Please put each line of the listing below into a JSON list of strings, one string per line, with blank lines left out.

□ □ □ □

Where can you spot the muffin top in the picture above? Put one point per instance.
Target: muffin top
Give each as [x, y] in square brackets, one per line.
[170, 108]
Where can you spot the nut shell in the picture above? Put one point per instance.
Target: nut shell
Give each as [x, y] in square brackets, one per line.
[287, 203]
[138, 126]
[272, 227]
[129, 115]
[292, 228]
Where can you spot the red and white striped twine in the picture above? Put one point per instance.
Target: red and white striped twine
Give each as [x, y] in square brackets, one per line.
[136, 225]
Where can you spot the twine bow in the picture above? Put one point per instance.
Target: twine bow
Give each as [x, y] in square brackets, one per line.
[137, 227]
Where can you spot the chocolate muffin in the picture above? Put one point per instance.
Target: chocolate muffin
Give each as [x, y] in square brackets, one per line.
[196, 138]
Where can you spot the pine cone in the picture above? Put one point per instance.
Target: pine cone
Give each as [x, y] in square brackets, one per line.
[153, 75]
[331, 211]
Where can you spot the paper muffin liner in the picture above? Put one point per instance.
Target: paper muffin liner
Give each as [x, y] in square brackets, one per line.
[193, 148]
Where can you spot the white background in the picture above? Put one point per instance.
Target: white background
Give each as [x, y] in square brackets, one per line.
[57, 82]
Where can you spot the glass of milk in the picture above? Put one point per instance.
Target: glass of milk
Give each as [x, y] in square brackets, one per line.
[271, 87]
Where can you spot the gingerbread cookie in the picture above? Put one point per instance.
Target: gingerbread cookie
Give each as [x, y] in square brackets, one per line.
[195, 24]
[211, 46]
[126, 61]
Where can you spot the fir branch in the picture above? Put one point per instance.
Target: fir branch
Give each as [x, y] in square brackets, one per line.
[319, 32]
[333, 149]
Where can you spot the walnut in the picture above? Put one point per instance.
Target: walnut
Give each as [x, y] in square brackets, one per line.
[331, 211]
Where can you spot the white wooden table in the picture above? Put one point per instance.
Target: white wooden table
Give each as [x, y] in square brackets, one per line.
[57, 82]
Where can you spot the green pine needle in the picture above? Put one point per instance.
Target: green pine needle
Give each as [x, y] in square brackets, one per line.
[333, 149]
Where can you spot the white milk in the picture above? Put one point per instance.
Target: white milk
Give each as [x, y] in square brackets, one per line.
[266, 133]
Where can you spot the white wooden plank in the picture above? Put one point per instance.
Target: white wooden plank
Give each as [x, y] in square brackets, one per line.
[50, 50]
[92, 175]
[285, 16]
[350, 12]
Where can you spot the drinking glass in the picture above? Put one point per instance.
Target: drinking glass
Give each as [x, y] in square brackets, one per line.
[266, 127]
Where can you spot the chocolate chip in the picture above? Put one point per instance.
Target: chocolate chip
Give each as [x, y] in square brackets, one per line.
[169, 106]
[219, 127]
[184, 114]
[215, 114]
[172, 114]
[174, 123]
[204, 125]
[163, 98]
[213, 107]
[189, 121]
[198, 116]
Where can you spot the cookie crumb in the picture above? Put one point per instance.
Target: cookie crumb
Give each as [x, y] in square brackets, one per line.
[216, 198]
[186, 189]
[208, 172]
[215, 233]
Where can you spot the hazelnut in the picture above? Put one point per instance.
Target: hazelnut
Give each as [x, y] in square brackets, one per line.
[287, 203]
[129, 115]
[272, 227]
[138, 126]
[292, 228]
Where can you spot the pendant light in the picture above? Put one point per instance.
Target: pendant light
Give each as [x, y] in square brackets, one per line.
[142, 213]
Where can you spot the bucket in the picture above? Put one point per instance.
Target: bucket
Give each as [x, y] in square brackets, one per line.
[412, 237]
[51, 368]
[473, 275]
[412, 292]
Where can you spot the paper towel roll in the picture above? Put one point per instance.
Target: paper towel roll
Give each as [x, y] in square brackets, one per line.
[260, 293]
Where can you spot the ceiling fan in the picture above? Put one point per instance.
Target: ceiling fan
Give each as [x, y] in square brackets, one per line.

□ □ □ □

ANSWER BELOW:
[
  "Where can you spot the muffin top in the picture above? Put one point per instance.",
  "Target: muffin top",
  "Give each as [x, y] in square brackets, one per line.",
  "[170, 108]",
  "Where can you spot the nut shell in the picture above? Put one point per instance.",
  "Target: nut shell",
  "Give each as [x, y] in square brackets, one per line.",
  "[287, 203]",
  "[138, 126]",
  "[272, 227]",
  "[129, 115]",
  "[292, 228]",
  "Where can you spot the red and white striped twine in the picture above? Put one point per instance.",
  "Target: red and white striped twine",
  "Give each as [x, y] in square brackets, one per line.",
  "[136, 225]",
  "Where can you spot the twine bow in the picture above? Put one point per instance.",
  "Target: twine bow",
  "Give each as [x, y] in square brackets, one per line.",
  "[137, 227]",
  "Where can you spot the chocolate muffin in the picture above? Put one point per instance.",
  "Target: chocolate muffin",
  "Give each as [x, y] in square brackets, one per line.",
  "[196, 138]",
  "Where can you spot the pine cone in the picture above? Put one point per instance.",
  "Target: pine cone",
  "Give each as [x, y] in square brackets, one per line.",
  "[153, 75]",
  "[331, 211]",
  "Where can you spot the paper muffin liner in the picture above? Put one point per instance.",
  "Target: paper muffin liner",
  "Give each as [x, y] in square brackets, one per line.",
  "[193, 148]",
  "Where can you spot the white background in the picture above? Put one point per instance.",
  "Target: white background",
  "Give each as [x, y] in square brackets, one per line.",
  "[57, 82]",
  "Where can you spot the glass of milk in the picture above? Put one point per instance.",
  "Target: glass of milk",
  "Give each as [x, y] in square brackets, one per line.",
  "[271, 87]",
  "Where can you spot the gingerbread cookie in the picture above? Put one point per instance.",
  "Target: gingerbread cookie",
  "Give each as [x, y] in square brackets, one per line.",
  "[195, 24]",
  "[211, 46]",
  "[126, 61]",
  "Where can you spot the fir branch in the picture above? Put one point per instance.",
  "Target: fir branch",
  "Give each as [x, y] in square brackets, one per line.",
  "[319, 32]",
  "[333, 149]",
  "Where can you spot the walnut in the picture above? Put one point per instance.",
  "Target: walnut",
  "Give each as [x, y] in square brackets, one per line.",
  "[331, 211]",
  "Where can you spot the white wooden table in the picture above? Put one point per instance.",
  "Target: white wooden table",
  "Give each as [x, y] in square brackets, one per line.",
  "[57, 82]",
  "Where can you spot the green pine needle in the picture above? Put one point per instance.",
  "Target: green pine needle",
  "Give each as [x, y] in square brackets, one per line.",
  "[333, 149]",
  "Where can you spot the white milk in the picture above? Put one point per instance.",
  "Target: white milk",
  "Give each as [x, y] in square brackets, one per line.",
  "[266, 133]",
  "Where can you spot the white wooden plank in the picture above? Put one point per instance.",
  "Target: white wooden plank",
  "Give each as [x, y] in square brackets, one per line.",
  "[50, 50]",
  "[92, 175]",
  "[285, 16]",
  "[350, 12]",
  "Where can you spot the drinking glass in the picture above? Put one point per instance.",
  "Target: drinking glass",
  "Give each as [x, y] in square brackets, one per line.",
  "[266, 127]",
  "Where can you spot the chocolate chip in the picture above? Put one point per instance.",
  "Target: chocolate chip",
  "Give each as [x, y] in square brackets, one per line.",
  "[169, 106]",
  "[219, 127]",
  "[184, 114]",
  "[215, 114]",
  "[172, 114]",
  "[174, 123]",
  "[204, 125]",
  "[163, 98]",
  "[213, 107]",
  "[189, 121]",
  "[198, 116]",
  "Where can you spot the cookie crumb in the picture above? Put one point per instance.",
  "Target: cookie crumb",
  "Give each as [x, y] in square brackets, one per line.",
  "[216, 198]",
  "[186, 189]",
  "[208, 172]",
  "[215, 233]",
  "Where can you spot the hazelnut in the picture above? Put one point per instance.",
  "Target: hazelnut",
  "Give each as [x, y] in square brackets, one per line.",
  "[287, 203]",
  "[129, 115]",
  "[272, 227]",
  "[138, 126]",
  "[292, 228]",
  "Where can you spot the pendant light in the picture above? Put one point per instance.",
  "Target: pendant light",
  "Give each as [x, y] in square brackets, one per line.",
  "[142, 213]",
  "Where can you spot the bucket in the picture above? Put one point per instance.",
  "Target: bucket",
  "Give each as [x, y] in square brackets, one per line.",
  "[412, 237]",
  "[51, 368]",
  "[473, 275]",
  "[412, 292]",
  "Where can you spot the paper towel roll in the picture above? Put one point per instance.",
  "Target: paper towel roll",
  "Give each as [x, y] in square brackets, one per line.",
  "[260, 293]",
  "Where can you spot the ceiling fan in the picture above? Put one point per instance.",
  "Target: ceiling fan",
  "Give each as [x, y] in square brackets, one per line."
]